#### Input rows ####

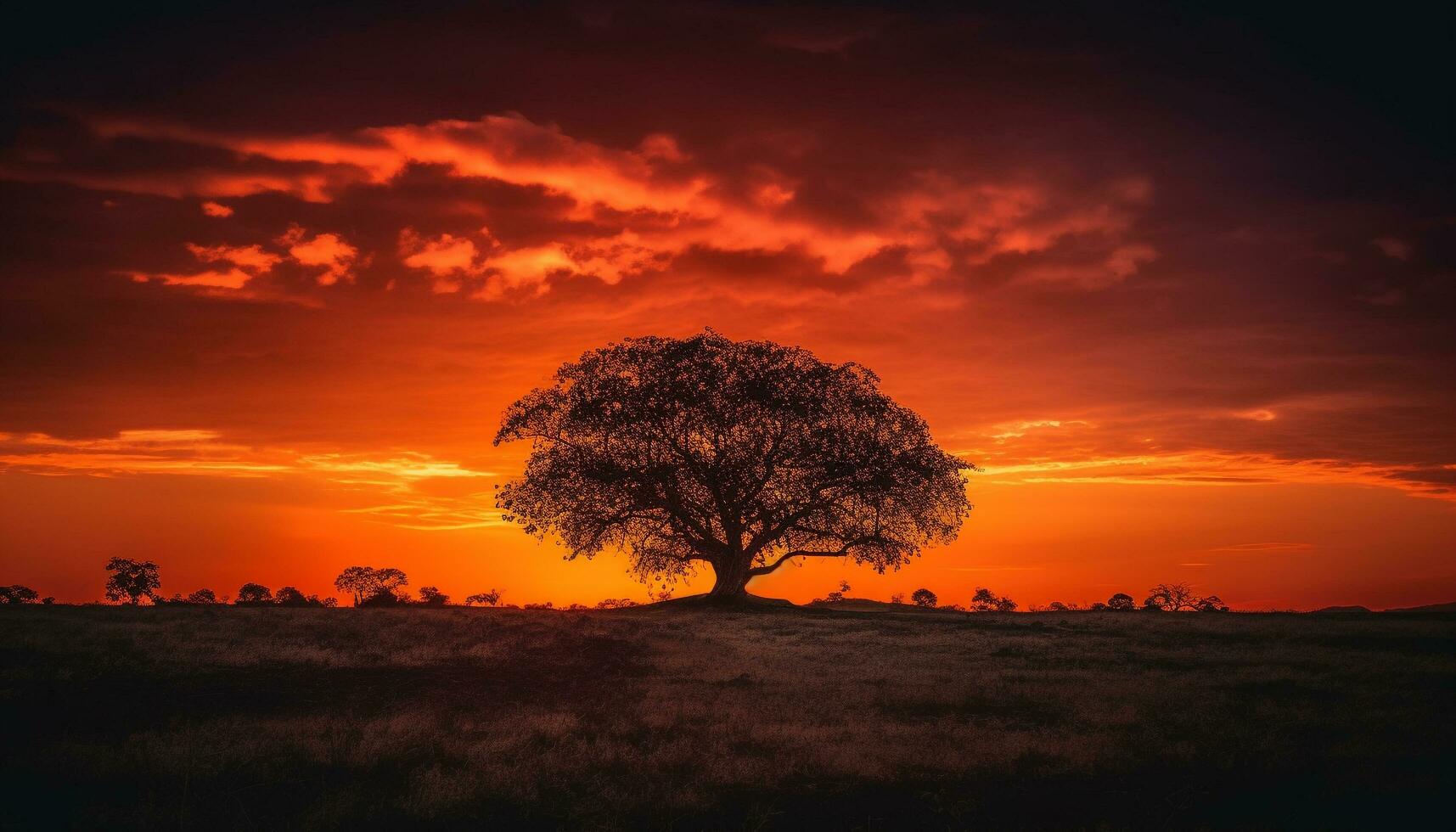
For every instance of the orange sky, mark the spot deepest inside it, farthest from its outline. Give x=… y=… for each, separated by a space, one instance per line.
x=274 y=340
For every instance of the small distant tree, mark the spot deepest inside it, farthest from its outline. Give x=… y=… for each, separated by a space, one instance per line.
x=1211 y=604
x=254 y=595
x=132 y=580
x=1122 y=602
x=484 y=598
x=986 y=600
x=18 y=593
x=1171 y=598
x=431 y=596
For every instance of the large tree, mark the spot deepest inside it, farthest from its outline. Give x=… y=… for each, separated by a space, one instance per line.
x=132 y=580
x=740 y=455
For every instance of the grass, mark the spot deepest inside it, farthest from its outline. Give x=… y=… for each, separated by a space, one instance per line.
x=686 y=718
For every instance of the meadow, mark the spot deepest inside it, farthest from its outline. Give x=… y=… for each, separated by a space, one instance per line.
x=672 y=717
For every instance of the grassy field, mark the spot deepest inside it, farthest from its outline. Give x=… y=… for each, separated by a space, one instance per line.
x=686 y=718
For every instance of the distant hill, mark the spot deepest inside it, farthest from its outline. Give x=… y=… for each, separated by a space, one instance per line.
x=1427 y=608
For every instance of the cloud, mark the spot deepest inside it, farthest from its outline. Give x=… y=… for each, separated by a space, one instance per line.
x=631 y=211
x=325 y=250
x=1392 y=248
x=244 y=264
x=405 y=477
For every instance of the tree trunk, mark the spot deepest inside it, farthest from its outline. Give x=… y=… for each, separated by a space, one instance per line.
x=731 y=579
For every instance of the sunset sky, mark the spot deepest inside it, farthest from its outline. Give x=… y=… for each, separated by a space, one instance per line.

####

The exercise:
Copy all of the data above line for line, leaving out the pictures.

Written answer:
For every instance of the orange sky, mark the spot deepest inside it, farthest from its outline. Give x=… y=… for each, separated by a space, one instance per line.
x=274 y=340
For every instance of the small distant tree, mark the spot deepest inside it, farthest from its outline. Give x=… y=… for each, separated by a space, one instance per line.
x=1211 y=604
x=254 y=595
x=132 y=580
x=1122 y=602
x=484 y=598
x=986 y=600
x=18 y=593
x=1171 y=598
x=431 y=596
For every instance of the large tree, mark the spot deepest inside it, farthest from its outline. Give x=… y=… for each, separated by a space, one instance per line.
x=132 y=580
x=740 y=455
For every instance of the grass, mark the spot deepest inside it, farthest from its outline. Give x=… y=… for each, separated by a space, one instance per line.
x=686 y=718
For every instance of the meadow, mark the spot deepest inside it, farthest from its outline. Give x=… y=… for each, separated by a space, one instance per line.
x=672 y=717
For every instance of the grassy field, mark the spot deepest inside it, farthest from its outline. Give x=… y=… for each, separated by a space, one instance per line.
x=686 y=718
For every instance of the distant hill, mark the spot deepest inside it, farthest from its outline. Give x=… y=… for each, separated by a space, one instance per line.
x=1427 y=608
For every instance of the cloud, mark the spot deepest inside it, farthest from its outline. Give x=… y=… for each, separated by a space, one instance per line.
x=631 y=211
x=325 y=250
x=1392 y=248
x=244 y=264
x=405 y=477
For every instance of the tree trunk, mark the spot deepest inside it, farthest from its outline. Give x=… y=… for each, separated by a space, one instance per line.
x=731 y=579
For every instance of the sunset sky, mark the spot deepest inside it, farthest from its outline. Give x=… y=… for each, separated by a space, one instance per line.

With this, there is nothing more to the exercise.